**Extrait choisi**
══════

Les réverbères : arts vivants

Diffraction de points de vue sur l’inceste au Poche

Un drame se passe, au POCHE/GVE : dans « Trop courte des jambes » un père abuse de sa fille, sa femme les découvre ensemble dans le lit conjugal. Comment raconte-t-on l’inceste sur scène ? En faisant sauter la narration linéaire et en jouant sur la polyphonie des points de vue. A expérimenter du 28 octobre au 12 décembre.

Dans une chambre d’enfant, remplie de matelas, de tours formées par des cubes de mousse superposés, vrai royaume d’abris et de cachettes, quatre enfants jouent à cache-cache. Ils courent, sautent, se surprennent, crient et rient. Ainsi commence la pièce Trop courte des jambes, alors que les spectateurs et spectatrices sont encore en train de s’installer. Insouciants, ils ne savent pas qu’on les observe.

Changement de lieu (sans changement de décors) : la chambre d’enfant se transforme en chambre d’hôpital. Couchés sur les mêmes matelas, les quatre protagonistes racontent la naissance d’une petite fille : la sensation d’être enceinte, ce que ressent une parturiente[1], la pression qu’exerce le bébé et finalement la déchirure et la douleur de l’accouchement… Une enfant nait et sa mère lui tient rigueur de toute la souffrance générée à la naissance. Quant au père de la petite, il mettra « tout son amour dans un seul enfant », puisque lui et sa femme n’en auront pas d’autres.

Sont-ce là les deux ingrédients clés de la pièce ? L’excès d’amour du père et l’absence d’une « mère aimante classique » expliquent-ils la scène d’inceste dont la mère sera témoin, entre son mari et sa fille ?

Une multitude de facettes

Cette question restera sans réponse. Comme toutes les celles qui peuvent émerger dans la tête des spectateurs au fil du spectacle car à vrai dire si l’inceste et le tabou sont les thèmes centraux de cette pièce, aucune réponse tranchée ni avis catégorique ne sera donné.

══════

(Relevés d'annotation par points)
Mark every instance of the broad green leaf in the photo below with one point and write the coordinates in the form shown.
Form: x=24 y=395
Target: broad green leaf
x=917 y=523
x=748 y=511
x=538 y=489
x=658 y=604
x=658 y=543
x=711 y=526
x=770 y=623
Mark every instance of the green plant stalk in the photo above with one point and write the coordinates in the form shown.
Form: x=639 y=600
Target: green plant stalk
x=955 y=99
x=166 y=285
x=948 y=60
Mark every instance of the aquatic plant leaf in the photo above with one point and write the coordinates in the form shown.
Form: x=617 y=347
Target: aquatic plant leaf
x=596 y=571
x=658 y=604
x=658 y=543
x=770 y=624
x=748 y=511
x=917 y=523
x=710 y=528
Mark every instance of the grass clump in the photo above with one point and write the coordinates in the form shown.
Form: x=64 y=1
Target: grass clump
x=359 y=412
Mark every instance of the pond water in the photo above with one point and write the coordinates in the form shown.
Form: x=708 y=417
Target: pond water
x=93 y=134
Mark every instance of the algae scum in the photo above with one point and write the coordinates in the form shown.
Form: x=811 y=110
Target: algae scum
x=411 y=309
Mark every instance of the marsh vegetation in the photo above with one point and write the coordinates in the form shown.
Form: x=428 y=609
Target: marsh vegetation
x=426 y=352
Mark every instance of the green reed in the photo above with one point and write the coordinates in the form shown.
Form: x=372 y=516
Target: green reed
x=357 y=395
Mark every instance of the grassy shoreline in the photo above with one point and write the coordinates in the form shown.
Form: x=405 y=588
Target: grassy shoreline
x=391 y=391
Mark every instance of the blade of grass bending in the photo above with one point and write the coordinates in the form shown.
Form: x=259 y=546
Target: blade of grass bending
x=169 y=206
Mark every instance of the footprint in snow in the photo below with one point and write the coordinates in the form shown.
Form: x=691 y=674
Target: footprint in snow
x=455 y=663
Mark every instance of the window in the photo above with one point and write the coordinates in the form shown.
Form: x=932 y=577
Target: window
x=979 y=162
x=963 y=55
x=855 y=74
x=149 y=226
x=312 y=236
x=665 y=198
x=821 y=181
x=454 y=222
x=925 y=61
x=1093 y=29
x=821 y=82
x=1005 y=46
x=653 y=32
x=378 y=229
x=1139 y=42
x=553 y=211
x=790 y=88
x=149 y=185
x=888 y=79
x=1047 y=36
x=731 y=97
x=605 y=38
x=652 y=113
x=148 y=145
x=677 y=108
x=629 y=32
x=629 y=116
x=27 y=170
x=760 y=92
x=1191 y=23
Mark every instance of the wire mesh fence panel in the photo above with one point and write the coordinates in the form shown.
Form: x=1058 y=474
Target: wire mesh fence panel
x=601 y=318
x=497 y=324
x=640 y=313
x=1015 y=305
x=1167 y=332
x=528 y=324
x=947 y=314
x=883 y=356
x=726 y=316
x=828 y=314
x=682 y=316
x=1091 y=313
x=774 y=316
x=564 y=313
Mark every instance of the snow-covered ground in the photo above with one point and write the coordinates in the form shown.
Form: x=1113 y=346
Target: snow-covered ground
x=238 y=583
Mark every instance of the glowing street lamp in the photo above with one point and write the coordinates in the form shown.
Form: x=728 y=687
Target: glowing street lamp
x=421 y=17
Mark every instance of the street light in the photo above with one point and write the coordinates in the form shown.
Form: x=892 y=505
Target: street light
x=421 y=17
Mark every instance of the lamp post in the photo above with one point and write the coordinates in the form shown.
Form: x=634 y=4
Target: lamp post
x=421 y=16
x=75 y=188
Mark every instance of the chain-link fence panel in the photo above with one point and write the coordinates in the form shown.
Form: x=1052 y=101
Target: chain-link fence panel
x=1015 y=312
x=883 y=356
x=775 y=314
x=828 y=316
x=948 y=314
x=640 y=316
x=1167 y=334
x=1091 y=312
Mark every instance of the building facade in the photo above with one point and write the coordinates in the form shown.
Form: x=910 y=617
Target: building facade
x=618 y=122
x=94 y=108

══════

**Consignes**
a - D'après l'article sur la pièce Trop courte des jambes, à quelles dates le spectacle est-il présenté au Poche ?
b - Reproduis en tableau Markdown les lignes de la liste, en commençant à celle qui contient « Mark every instance of the street » et en terminant à la fin de la liste, avec une colonne Num et une colonne Contenu ; laisse de côté les lignes vides.

**Corrigés**
a - Du 28 octobre au 12 décembre.

b -
| Num | Contenu |
|---|---|
| 1 | Mark every instance of the street light in the photo above with one point and write the coordinates in the form shown. |
| 2 | Form: x=892 y=505 |
| 3 | Target: street light |
| 4 | x=421 y=17 |
| 5 | Mark every instance of the lamp post in the photo above with one point and write the coordinates in the form shown. |
| 6 | Form: x=634 y=4 |
| 7 | Target: lamp post |
| 8 | x=421 y=16 |
| 9 | x=75 y=188 |
| 10 | Mark every instance of the chain-link fence panel in the photo above with one point and write the coordinates in the form shown. |
| 11 | Form: x=1052 y=101 |
| 12 | Target: chain-link fence panel |
| 13 | x=1015 y=312 |
| 14 | x=883 y=356 |
| 15 | x=775 y=314 |
| 16 | x=828 y=316 |
| 17 | x=948 y=314 |
| 18 | x=640 y=316 |
| 19 | x=1167 y=334 |
| 20 | x=1091 y=312 |
| 21 | Mark every instance of the building facade in the photo above with one point and write the coordinates in the form shown. |
| 22 | Form: x=910 y=617 |
| 23 | Target: building facade |
| 24 | x=618 y=122 |
| 25 | x=94 y=108 |